** What is required **
Copy word for word only the lines of the entries below, from the line containing "cuff? Mark that spot." through the last line of the entries, with both ends included.

** Data entries **
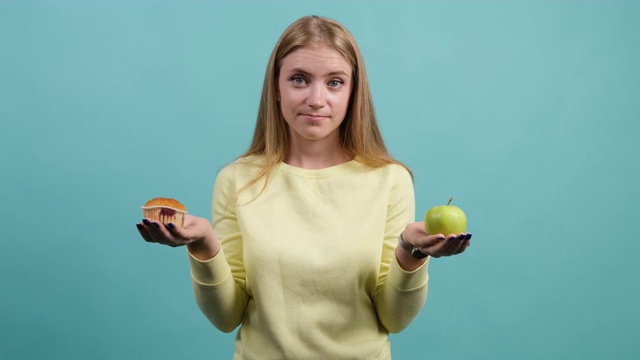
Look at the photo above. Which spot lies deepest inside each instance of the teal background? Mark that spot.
(526, 112)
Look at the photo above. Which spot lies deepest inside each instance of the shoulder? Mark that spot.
(392, 171)
(240, 168)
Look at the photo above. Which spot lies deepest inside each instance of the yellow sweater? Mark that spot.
(308, 267)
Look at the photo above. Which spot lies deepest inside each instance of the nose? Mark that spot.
(316, 98)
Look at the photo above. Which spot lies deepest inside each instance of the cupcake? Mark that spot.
(164, 210)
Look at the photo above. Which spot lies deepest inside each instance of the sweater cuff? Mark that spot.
(408, 280)
(210, 272)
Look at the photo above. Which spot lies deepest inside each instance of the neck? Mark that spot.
(316, 155)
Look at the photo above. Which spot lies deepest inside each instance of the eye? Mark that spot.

** Final answer **
Look at the photo above. Which spot lies deepest inside each instance of the sweater cuff? Mark that spot.
(408, 280)
(210, 272)
Look at the photo above. Which spot lies deepest inside each instance of the neck? Mark that spot.
(316, 155)
Look at the photo above. Which spot lies deepest inside each instance of the eye? Mark that spot.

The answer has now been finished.